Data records
━━━━━━━━━━━━━━━━

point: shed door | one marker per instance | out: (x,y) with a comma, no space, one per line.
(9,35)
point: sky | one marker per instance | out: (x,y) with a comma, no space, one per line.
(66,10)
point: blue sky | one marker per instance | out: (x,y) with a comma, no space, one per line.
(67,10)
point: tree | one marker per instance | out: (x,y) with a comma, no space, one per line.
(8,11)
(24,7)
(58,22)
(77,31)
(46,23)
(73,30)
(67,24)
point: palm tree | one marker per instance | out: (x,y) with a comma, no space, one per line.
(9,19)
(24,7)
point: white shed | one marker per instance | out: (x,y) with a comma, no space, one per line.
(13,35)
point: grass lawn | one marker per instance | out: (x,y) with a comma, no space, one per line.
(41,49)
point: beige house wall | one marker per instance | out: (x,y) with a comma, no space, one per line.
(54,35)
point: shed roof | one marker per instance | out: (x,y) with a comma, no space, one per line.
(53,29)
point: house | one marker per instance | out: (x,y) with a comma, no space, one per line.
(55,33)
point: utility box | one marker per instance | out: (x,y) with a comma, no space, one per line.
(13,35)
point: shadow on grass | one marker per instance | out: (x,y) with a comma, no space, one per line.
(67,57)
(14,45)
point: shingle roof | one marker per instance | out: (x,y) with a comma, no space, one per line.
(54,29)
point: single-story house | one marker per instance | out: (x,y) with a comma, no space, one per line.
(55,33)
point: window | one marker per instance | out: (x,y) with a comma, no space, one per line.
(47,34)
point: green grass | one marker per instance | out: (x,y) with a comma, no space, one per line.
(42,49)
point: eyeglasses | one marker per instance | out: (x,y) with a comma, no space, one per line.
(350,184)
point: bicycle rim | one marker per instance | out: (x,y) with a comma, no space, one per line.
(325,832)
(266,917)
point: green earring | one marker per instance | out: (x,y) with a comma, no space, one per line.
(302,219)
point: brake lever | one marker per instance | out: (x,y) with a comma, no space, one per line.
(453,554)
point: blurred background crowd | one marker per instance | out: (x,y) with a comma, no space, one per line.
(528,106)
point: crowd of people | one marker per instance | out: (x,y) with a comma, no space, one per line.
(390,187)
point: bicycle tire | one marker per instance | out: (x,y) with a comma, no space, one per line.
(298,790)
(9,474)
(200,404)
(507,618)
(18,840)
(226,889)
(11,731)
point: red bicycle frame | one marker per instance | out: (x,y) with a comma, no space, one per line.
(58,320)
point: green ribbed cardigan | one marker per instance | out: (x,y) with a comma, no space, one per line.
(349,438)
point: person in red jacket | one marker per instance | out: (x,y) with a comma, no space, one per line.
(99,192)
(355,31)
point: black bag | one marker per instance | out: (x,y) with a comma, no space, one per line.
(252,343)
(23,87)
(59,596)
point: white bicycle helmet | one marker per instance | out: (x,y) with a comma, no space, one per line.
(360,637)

━━━━━━━━━━━━━━━━

Required work: Express the whole listing above as a CSV with the columns text and answer, giving every labeling line its own row with its coordinates beside it. Put each field in double quotes and replace line breaks with spaces.

Answer to this problem:
text,answer
"point: shed door | one marker per instance | out: (x,y) with a comma, no space, one per line.","(9,35)"
"point: sky | one marker per instance | out: (x,y) with a comma, no space, one per line.","(66,10)"
"point: blue sky | one marker per instance | out: (x,y) with a comma, no space, one per line.","(67,10)"
"point: tree | one marker per instance | out: (x,y) with a comma, no space, one per line.","(8,11) (24,7) (58,22) (77,31) (46,23) (73,30) (67,24)"
"point: palm tree | one marker per instance | out: (x,y) with a comma, no space, one per line.","(9,19) (24,7)"
"point: white shed | one marker per instance | out: (x,y) with a comma, no space, one per line.","(13,35)"
"point: grass lawn | one marker per instance | out: (x,y) with a comma, no space, one per line.","(41,49)"
"point: beige house wall | one marker per instance | out: (x,y) with a comma, no space, one per line.","(54,35)"
"point: shed roof | one marker per instance | out: (x,y) with a comma, no space, one per line.","(53,29)"
"point: house | one marker per instance | out: (x,y) with a comma, no space, one per line.","(55,33)"
"point: utility box | one marker per instance | out: (x,y) with a comma, no space, one per line.","(13,35)"
"point: shadow on grass | one marker per instance | out: (x,y) with a comma, no space, one per line.","(67,57) (14,45)"
"point: shingle roof | one marker per instance | out: (x,y) with a comma, no space, one per line.","(54,29)"
"point: single-story house | one marker per instance | out: (x,y) with a comma, no space, one per line.","(55,33)"
"point: window | one marker per instance | out: (x,y) with a comma, no space, one per line.","(47,34)"
"point: green grass | one marker per instance | out: (x,y) with a comma, no space, one per line.","(42,49)"
"point: eyeglasses | one marker per instance | out: (x,y) with a comma, no space, one per line.","(350,184)"
"point: bicycle rim | one marker per instance | out: (x,y) with a comma, no space, one per line.","(325,832) (266,917)"
"point: green earring | one marker per instance | out: (x,y) with a comma, no space, one per line.","(302,219)"
"point: brake lever | one marker per instance | out: (x,y) with a comma, no space, one per line.","(453,554)"
"point: blurred background crowd | one marker per instance | out: (x,y) with a comma, no space, one per line.","(528,106)"
"point: crowd of people | one marker per instance | out: (x,y) with a comma, no space, one per line.","(390,187)"
"point: bicycle tire | one marker per instance | out: (x,y) with a comma, no space, one per line.","(298,790) (9,474) (200,404) (507,618) (18,840) (226,889) (11,731)"
"point: red bicycle frame | one marker per instance | out: (x,y) with a comma, no space, one per line.","(58,320)"
"point: green ribbed cardigan | one marker per instance | out: (x,y) with a comma, no space, one per line.","(349,438)"
"point: person in red jacket | one marker per instance | out: (x,y) with a comma, no space, one per line.","(99,192) (355,31)"
"point: black bag | one marker per instance | out: (x,y) with a comma, no space, one per line.","(252,343) (23,87) (59,596)"
"point: white bicycle helmet | one marker per instance | out: (x,y) with a comma, no space, one per line.","(360,637)"